Task details: Render the records below as a Markdown table with the columns Row and Text, numbering each line and omitting blank lines. Begin at the line containing "of the crown" and stop after the line containing "16L93 10L105 15L109".

Provided information:
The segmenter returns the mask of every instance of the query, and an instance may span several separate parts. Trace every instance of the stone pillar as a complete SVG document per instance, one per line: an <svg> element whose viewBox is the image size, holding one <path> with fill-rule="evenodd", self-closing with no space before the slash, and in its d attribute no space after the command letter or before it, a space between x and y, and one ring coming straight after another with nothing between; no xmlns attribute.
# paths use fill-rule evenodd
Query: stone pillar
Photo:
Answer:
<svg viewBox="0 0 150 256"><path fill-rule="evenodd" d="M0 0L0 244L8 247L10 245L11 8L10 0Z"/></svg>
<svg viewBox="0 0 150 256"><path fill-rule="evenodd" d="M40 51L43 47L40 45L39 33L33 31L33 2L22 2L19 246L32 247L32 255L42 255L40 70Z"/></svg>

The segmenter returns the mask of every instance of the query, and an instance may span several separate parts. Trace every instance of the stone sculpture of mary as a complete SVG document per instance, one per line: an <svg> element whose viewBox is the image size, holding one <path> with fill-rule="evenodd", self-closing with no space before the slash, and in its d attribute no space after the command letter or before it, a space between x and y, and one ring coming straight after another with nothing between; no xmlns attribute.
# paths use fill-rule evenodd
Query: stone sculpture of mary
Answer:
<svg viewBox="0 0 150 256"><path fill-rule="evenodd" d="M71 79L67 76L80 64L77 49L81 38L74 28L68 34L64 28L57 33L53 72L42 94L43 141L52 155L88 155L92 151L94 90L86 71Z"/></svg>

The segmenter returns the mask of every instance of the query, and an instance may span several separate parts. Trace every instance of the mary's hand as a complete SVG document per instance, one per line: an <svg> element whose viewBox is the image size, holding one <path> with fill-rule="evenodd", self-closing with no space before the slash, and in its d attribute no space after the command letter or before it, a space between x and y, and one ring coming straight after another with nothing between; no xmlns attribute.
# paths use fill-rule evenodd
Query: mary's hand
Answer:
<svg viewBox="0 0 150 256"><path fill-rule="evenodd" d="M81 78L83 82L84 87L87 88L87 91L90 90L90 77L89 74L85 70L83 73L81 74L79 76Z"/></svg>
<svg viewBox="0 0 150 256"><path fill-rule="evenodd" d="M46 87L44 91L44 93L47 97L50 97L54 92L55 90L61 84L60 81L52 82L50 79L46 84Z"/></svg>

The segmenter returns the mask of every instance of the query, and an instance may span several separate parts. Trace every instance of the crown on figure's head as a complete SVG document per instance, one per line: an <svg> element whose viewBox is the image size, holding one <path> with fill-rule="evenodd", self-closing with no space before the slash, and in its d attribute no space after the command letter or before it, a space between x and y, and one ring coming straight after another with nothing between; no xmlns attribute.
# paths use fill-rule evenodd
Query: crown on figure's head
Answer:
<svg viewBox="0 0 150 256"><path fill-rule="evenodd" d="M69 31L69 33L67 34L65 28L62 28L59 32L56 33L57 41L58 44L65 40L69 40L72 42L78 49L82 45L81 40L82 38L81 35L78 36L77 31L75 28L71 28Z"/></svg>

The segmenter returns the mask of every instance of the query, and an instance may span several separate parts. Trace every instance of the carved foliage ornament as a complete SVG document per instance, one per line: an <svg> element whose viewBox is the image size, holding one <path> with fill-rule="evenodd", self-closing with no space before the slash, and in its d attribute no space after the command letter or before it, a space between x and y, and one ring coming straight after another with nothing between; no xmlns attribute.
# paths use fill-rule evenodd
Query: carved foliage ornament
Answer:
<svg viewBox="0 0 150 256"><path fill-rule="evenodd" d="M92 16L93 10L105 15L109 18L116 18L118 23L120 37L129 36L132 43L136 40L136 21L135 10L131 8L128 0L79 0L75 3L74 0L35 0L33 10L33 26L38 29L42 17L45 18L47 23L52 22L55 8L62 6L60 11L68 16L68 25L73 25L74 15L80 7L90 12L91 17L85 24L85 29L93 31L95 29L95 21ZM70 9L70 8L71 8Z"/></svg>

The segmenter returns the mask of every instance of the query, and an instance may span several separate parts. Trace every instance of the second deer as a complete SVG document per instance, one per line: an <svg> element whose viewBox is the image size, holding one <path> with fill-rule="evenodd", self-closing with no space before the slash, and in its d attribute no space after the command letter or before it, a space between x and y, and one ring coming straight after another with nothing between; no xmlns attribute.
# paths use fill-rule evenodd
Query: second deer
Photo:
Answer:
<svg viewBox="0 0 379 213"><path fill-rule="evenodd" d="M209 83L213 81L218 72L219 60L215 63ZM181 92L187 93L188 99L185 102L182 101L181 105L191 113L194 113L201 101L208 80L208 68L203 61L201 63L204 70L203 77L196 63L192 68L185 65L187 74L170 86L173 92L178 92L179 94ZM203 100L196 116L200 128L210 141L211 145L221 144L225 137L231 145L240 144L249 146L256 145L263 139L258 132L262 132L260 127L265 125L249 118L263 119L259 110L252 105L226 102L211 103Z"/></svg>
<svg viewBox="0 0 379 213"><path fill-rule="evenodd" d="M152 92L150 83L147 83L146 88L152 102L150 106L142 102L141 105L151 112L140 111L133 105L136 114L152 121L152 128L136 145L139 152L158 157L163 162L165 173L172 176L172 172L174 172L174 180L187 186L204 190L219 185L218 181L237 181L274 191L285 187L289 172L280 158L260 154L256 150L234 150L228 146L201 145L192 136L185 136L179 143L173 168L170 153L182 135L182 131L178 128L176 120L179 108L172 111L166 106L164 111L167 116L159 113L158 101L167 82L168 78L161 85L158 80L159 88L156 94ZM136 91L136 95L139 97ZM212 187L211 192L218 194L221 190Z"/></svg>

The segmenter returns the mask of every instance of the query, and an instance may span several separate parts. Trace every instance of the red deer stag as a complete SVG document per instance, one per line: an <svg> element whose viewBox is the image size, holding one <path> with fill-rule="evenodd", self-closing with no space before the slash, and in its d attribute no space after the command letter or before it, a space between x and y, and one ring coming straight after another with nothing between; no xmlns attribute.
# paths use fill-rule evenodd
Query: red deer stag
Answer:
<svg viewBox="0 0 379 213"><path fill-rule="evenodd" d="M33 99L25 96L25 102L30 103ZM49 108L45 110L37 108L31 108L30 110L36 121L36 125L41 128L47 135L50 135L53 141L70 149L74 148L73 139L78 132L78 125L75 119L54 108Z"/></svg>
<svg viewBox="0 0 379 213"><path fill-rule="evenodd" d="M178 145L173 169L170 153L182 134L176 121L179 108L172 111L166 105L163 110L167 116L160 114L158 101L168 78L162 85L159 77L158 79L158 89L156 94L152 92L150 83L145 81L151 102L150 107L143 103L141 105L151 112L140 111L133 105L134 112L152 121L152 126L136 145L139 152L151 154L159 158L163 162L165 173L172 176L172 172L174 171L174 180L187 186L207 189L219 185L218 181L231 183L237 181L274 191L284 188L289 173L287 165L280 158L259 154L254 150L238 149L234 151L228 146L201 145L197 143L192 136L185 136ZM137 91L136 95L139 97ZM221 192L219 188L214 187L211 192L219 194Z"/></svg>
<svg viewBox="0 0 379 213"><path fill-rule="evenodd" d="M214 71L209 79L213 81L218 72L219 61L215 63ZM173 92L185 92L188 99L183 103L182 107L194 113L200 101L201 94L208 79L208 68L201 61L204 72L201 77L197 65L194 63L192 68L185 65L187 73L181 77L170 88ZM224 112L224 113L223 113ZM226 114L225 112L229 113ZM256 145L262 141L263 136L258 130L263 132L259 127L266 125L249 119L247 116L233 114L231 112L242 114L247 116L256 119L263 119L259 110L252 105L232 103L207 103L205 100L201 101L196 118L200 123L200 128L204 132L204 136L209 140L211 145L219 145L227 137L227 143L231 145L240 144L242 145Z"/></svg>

Written answer:
| Row | Text |
|---|---|
| 1 | The segmenter returns the mask of every instance of the query, and an instance may span several separate parts. Trace every instance of the crown on figure's head as a complete SVG document per instance, one per line: an <svg> element whose viewBox is the image size, holding one <path> with fill-rule="evenodd", self-closing with no space before the slash, and in its d attribute no space after the command letter or before it, a space between x and y, and one ring coming straight after another with nothing between; no xmlns attribute. |
| 2 | # paths use fill-rule evenodd |
| 3 | Query: crown on figure's head |
| 4 | Answer: |
| 5 | <svg viewBox="0 0 150 256"><path fill-rule="evenodd" d="M69 31L69 33L67 34L65 28L62 28L59 32L56 33L57 41L58 44L65 40L69 40L72 42L78 49L82 45L81 40L82 38L81 35L78 36L77 31L75 28L71 28Z"/></svg> |
| 6 | The segmenter returns the mask of every instance of the query, and an instance may span several separate parts. Trace every instance of the carved foliage ornament as a complete SVG document per instance, one per line: an <svg> element whose viewBox is the image size, holding one <path> with fill-rule="evenodd", self-closing with no space before the slash, and in its d attribute no space after the command letter or before it, a space between x and y, and one ring coming straight after another with nothing between; no xmlns attribute. |
| 7 | # paths use fill-rule evenodd |
| 8 | Query: carved foliage ornament |
| 9 | Answer: |
| 10 | <svg viewBox="0 0 150 256"><path fill-rule="evenodd" d="M92 16L93 10L105 15L109 18L116 18L118 23L120 37L129 36L132 43L136 40L136 21L135 10L131 8L128 0L79 0L75 3L74 0L35 0L33 10L33 26L38 29L42 17L45 18L47 23L52 22L55 8L62 6L60 11L68 16L68 25L73 25L74 15L80 7L90 12L91 17L85 24L85 29L93 31L95 29L95 21ZM70 9L70 8L71 8Z"/></svg> |